* _Passage_

MLB.com’s Mark Feinsand reports that the Nationals have signed first baseman Ryan Zimmerman to a one-year, $2 million contract. The deal, which is pending a physical, includes an additional $3 million through performance incentives and a full no-trade clause.
It’s no surprise that the two sides have reunited. Zimmerman said previously that he would either suit up for the reigning champion Nationals or “play more golf.” The 34-year-old veteran appeared in 52 games last season, batting .257/.321/.415 with six home runs and 27 RBI over 190 plate appearances.
The Nationals also recently signed Eric Thames, so Zimmerman will likely compose the right side of a platoon at first base, facing left-handed starting pitchers.
Matt Spiegel of 670 The Score Chicago heard from a source that Major League Baseball executives have been discussing a 100-game season that would begin on July 1 and conclude on October 15. It would essentially pick up the second half schedule, eliminating the All-Star Game while hosting the World Series at a neutral warm-weather stadium — ideally Dodger Stadium.
In the event the Dodgers, who won 106 games last year, made it all the way through the playoffs, the World Series would be hosted in Anaheim or San Diego. The earlier rounds of the playoffs would be played in the cities of the teams involved, which might be tough since the postseason would extend into November.
Spiegel went on to describe this vision as “an absolute best case scenario,” and that’s accurate. In order for the regular season to begin on July 1, the players would need to have several weeks if not a full month prior to get back into playing shape — more or less an abbreviated second spring training. And that would mean the U.S. having made significant progress against the virus by way of herd immunity or a vaccine, which would allow for nonessential businesses to resume operations. The U.S., sadly, is faring not so well compared to other nations around the world for a variety of reasons, but all of which point to a return to normalcy by the summer seeming rather unlikely.
Regardless, the league does have to plan for the potential of being able to start the regular season this summer just in case things really do break right and offer that opportunity. Commissioner Rob Manfred has stated multiple times about the league’s need to be creative, referring to ideas like playing deep into the fall, changing up the location of games, playing without fans in attendance, etc. This rumor certainly fits the “creative” mold.

* _Supplied records_
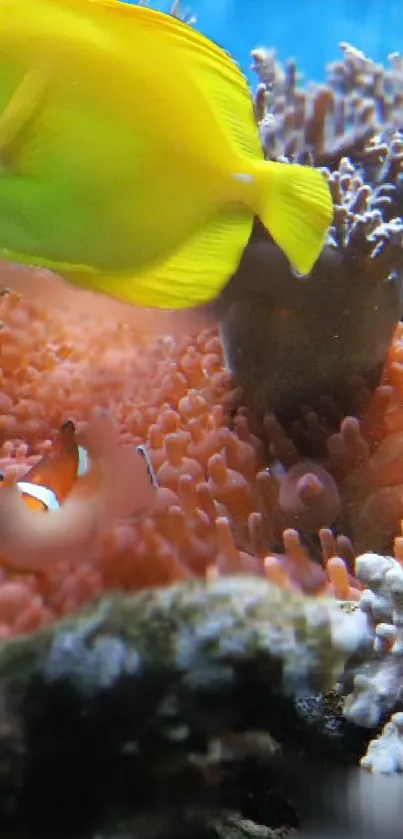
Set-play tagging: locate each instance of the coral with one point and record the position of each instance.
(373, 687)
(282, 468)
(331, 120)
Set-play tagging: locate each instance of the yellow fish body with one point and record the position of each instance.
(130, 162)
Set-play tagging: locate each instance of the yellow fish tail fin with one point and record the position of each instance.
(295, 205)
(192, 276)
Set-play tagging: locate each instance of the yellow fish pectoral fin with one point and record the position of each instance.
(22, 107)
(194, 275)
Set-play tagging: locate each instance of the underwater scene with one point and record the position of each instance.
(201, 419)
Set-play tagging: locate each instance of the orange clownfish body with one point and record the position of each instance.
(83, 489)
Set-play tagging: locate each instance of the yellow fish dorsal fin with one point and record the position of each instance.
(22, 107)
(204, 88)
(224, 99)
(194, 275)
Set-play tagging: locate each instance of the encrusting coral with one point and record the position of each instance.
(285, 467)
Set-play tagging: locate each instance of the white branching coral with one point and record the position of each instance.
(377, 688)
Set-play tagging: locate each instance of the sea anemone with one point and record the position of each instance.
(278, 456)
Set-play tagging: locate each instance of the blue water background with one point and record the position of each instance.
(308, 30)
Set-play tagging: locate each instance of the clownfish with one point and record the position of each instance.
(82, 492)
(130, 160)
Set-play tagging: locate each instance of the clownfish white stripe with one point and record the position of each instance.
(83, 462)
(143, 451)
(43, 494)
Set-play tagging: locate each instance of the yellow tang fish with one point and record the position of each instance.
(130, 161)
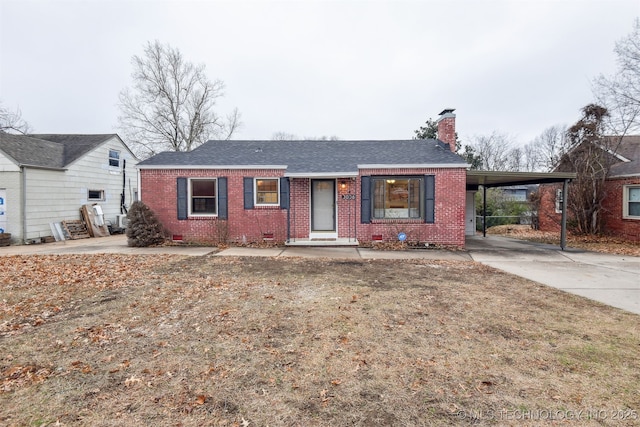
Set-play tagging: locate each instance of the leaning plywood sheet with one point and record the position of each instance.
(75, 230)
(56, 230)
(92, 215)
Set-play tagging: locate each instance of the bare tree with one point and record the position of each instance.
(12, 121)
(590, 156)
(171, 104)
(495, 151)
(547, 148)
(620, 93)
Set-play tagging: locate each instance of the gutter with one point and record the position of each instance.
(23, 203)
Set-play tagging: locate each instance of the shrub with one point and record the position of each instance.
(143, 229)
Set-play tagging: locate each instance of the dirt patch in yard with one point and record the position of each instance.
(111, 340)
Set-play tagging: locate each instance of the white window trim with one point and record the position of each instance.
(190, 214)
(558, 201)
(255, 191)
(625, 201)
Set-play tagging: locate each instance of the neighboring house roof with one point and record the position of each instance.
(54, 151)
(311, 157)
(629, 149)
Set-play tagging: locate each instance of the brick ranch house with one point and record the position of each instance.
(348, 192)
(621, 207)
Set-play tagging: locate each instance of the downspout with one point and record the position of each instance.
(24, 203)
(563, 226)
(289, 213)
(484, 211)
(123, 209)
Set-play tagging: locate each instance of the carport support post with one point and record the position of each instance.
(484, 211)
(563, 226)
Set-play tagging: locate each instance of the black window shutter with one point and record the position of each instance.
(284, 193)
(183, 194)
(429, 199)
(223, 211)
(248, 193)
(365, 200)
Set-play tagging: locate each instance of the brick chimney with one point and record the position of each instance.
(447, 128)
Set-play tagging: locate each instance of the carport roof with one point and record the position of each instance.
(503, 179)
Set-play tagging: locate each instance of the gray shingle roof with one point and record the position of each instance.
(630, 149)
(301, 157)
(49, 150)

* _Task details_
Rewrite everything in the baseball report from "The Nationals also" down to "ideally Dodger Stadium.", replacing "100-game season" with "shortened season".

* _Task response_
The Nationals also recently signed Eric Thames, so Zimmerman will likely compose the right side of a platoon at first base, facing left-handed starting pitchers.
Matt Spiegel of 670 The Score Chicago heard from a source that Major League Baseball executives have been discussing a shortened season that would begin on July 1 and conclude on October 15. It would essentially pick up the second half schedule, eliminating the All-Star Game while hosting the World Series at a neutral warm-weather stadium — ideally Dodger Stadium.